_Статья_
Городским головою Одессы, когда Витте окончил университет, был знаменитый прожектер Н. А. Новосельский, много сделавший для благоустройства Южной Пальмиры. Но Новосельский терпел неудачи за неудачами. Английская газета «Hour» обвинила его в получении «промесс» от устроителя одесского водопровода. Во время Русско-турецкой войны Новосельский получил подряд на поставку для офицеров, и на него полился в печати дождь обвинений в злоупотреблениях. Запутался он и при эксплуатации своих тквибульских угольных копей на Кавказе.

Разорившемуся Новосельскому пришел на помощь Витте, и он получил место члена совета при министре финансов.

Другой одесский городской голова, профессор В. Н. Лигин, с которым Витте сблизился в Новороссийском университете, по протекции Сергея Юльевича получил место попечителя Варшавского учебного округа. Витте прочил его в министры народного просвещения, но преждевременная кончина прервала карьеру Лигина.

Вынужденный прервать свою преподавательскую деятельность популярный профессор истории в Одессе Г. Е. Афанасьев назначается, благодаря Витте, управляющим конторой Госуд<арственного> банка в Киеве.

Записи разметки изображений рамками
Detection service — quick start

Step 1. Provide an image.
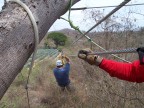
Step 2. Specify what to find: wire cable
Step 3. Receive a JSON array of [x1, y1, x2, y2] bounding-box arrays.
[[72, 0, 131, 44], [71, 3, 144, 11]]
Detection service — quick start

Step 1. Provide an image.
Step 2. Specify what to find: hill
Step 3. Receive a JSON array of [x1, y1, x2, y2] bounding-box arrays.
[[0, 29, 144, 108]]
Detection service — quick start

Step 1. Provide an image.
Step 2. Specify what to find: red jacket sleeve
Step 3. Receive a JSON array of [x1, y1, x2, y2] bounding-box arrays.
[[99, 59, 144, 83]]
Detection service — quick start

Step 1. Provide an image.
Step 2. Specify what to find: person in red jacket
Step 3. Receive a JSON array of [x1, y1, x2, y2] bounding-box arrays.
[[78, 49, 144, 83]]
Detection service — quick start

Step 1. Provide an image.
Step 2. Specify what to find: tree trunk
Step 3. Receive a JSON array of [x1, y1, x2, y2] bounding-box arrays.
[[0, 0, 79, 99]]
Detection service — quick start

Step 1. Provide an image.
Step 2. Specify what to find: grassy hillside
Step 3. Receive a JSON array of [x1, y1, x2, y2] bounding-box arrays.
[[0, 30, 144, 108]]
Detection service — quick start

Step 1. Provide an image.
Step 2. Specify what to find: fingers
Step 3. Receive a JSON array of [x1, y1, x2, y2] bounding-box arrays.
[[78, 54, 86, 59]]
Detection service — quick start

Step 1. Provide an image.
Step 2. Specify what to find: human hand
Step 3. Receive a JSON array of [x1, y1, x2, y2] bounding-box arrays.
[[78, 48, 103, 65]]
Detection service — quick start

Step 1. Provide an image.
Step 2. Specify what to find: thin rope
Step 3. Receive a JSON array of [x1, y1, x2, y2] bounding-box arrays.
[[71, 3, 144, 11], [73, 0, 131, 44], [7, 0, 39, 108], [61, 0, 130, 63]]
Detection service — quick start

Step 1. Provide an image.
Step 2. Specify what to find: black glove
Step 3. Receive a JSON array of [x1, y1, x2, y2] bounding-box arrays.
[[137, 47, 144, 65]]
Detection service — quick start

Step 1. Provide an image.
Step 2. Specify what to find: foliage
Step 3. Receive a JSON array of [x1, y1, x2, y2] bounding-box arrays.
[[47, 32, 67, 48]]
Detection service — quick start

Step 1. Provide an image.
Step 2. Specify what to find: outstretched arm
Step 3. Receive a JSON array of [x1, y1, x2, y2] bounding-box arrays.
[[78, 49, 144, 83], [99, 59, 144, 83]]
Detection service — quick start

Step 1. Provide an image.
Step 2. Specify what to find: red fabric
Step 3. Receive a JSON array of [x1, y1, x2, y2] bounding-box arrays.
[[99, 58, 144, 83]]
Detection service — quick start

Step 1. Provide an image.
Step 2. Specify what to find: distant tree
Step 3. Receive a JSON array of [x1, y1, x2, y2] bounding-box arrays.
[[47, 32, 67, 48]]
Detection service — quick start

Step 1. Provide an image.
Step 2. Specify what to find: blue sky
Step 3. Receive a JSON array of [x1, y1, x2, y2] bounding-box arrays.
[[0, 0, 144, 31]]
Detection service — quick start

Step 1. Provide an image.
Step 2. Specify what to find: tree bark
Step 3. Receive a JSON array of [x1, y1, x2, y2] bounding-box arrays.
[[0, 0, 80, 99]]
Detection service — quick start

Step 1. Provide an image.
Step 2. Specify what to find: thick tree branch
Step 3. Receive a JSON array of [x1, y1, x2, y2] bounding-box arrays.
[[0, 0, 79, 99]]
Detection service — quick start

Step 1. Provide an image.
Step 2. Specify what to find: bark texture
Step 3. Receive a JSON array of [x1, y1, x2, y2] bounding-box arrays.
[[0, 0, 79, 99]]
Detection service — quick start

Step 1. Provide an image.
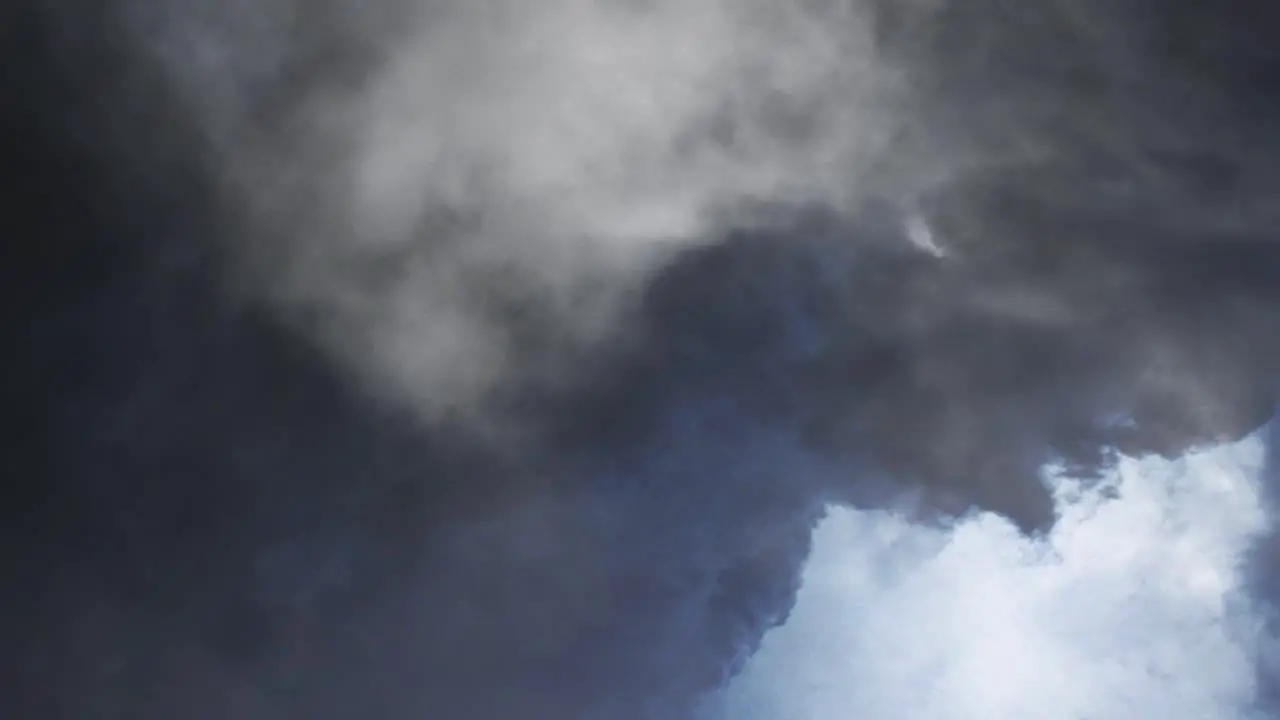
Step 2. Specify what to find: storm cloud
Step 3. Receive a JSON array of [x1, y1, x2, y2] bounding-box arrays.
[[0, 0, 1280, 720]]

_Что сделать_
a – Перепишите дословно фрагмент текста о Витте и его одесских протеже между словами "Вынужденный прервать свою" и "банка в Киеве." включительно.
b – Допишите следующую часть текста о Витте и его одесских протеже, начав сразу после его последнего предложения.

_Ожидаемые ответы_
a –
Вынужденный прервать свою преподавательскую деятельность популярный профессор истории в Одессе Г. Е. Афанасьев назначается, благодаря Витте, управляющим конторой Госуд<арственного> банка в Киеве.

b –
Бывший товарищ министра финансов Романов – сослуживец графа Витте по Одесской железной дороге.

К своим подчиненным Витте относился всегда снисходительно, требуя от них лишь знания дела. Романов отличался большою рассеянностью. Однажды из управления дороги пропала папка с очень важным делом. Долго не решались доложить об этом Витте. Наконец ему стало известно о пропаже.

– Да вы не там искали, где следует, – заявил Сергей Юльевич, – поищите-ка в карманах Романова!

И искомое было найдено в карманах рассеянного чиновника.

В большой дружбе был Витте со своим начальником по Одесской железной дороге Б. А. Магнером и сослуживцем Ф. К. Штерном. Магнер оказался впоследствии в подчинении у своего бывшего подчиненного, то есть у Витте, но отношения обоих были всегда самые дружеские и близкие. Еще за две недели до кончины своей Витте хлопотал об освобождении Магнера из австрийского плена, а когда тот, не выдержав военнопленного режима, умер в пути, в Бухаресте, Витте хлопотал о перевезении его тела в Одессу.


Любил Витте одесситов и самую Одессу, свою «вторую родину», как он называл ее. Он выработал в бытность свою министром путей сообщения весьма выгодные для одесской торговли и промышленности тарифные ставки, содействовал устройству портовой эстакады и всяких усовершенствованных оборудований для одесского порта.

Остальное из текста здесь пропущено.